═══ TRECHO DO TEXTO

Isso tem acometido a todos que trabalham com produção e criação, seja na forma de coreografias, concepção de treinamentos, análise de obras, inserção no mercado ou discussões epistemológicas. Não vejo nenhuma possibilidade de solução isenta, com tendências gerais ou imparciais.  E para lidar com o viés político (e inevitável) da situação, será preciso enfrentar um fenômeno que sempre esteve presente na lógica tradicional (e importada do norte) dos procedimentos de pesquisa e criação : o narcisismo.
            Não sem motivos, o antropólogo Eduardo Viveiros de Castro tem discutido a possibilidade de um método anti-narciso que teria como mote pensar antes no coletivo, desafiando a dualidade sujeito-objeto que vê no outro sempre um objeto (de estudo, de avaliação, de submissão, de auto-afirmação).
Viveiros de Castro detectou aí um ponto de inflexão a ser trabalhado por todos nós. Quando nos sentimos todos desqualificados e sem recursos, não é nada evidente privilegiar a comunidade, mas talvez seja a nossa única saída.
            Infelizmente, também neste caso, não há como propor procedimentos gerais ou critérios universais de valoração e comportamento. O filósofo alemão Peter Sloterdijk menciona uma “economia das generosidades” que também me parece ser uma “política de generosidades” uma vez que estas duas instancias são cada vez mais inseparáveis.

══════
═══ REGISTROS FORNECIDOS

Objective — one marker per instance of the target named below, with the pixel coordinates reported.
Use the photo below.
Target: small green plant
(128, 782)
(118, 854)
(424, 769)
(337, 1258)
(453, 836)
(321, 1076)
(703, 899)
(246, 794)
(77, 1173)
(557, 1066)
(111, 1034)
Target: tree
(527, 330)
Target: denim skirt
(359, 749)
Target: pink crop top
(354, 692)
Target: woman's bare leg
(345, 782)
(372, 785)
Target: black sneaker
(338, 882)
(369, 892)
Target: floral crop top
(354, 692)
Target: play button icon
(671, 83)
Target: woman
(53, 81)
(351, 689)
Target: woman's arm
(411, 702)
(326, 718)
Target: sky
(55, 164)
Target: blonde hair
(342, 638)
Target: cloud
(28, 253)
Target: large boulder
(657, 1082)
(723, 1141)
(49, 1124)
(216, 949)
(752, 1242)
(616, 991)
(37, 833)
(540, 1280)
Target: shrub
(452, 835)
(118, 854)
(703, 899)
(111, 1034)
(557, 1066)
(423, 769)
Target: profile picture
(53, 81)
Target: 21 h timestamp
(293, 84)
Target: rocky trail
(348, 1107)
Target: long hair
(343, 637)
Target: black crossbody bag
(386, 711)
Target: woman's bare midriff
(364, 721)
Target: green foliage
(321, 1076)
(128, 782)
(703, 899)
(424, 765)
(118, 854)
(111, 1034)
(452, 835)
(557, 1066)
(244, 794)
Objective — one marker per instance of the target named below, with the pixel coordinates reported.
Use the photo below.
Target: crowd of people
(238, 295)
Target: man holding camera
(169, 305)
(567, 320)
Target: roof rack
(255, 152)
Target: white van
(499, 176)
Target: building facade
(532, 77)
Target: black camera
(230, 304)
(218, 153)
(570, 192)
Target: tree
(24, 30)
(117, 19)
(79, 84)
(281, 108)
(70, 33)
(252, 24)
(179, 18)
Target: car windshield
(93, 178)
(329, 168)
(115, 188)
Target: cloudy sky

══════

EXERCÍCIO: Escreva a continuação do texto sobre o narcisismo na pesquisa e na criação, começando logo após a última frase apresentada. Os registros não têm relação com o texto.

RESULTADO:
Este termo me intrigou porque constitui-se como um dispositivo de poder que guarda uma ambivalência perturbadora. Isso porque, ao invés de voltar-se para dentro e alimentar apenas a si mesmo, oikos (casa), abre-se para a vida com a especificidade “das generosidades”. 

Seria possível prever uma nova modalidade de economia cuja matéria a ser distribuída e gerenciada teria no capital afetivo a sua fonte de riqueza?

Seria um ponto de partida para esta economia política das generosidades entrar na casa do outro, ouvir o outro, reconhecê-lo, dançar para um estranho?

Bibliografia
Agamben Giorgio The Signature of All Things. New York: Zone Books, 2008.
Bhabha Homi O Local da Cultura. Belo Horizonte: UFMG, 2003
Espósito Roberto Communitas, the origini and destiny of community.Stanford University Press, 2010.
Greiner Christine O Corpo em Crise, novas pistas e o curto-circuito das representações. São Paulo: Annablume, 2010.
Santos, Boaventura de Souza e Maria Paula Meneses (orgs) Epistemologias do Sul. São Paulo: Cortez, 2010.
Sloterdijk Peter A Ira e o tempo. São Paulo:Estação Liberdade, 2012.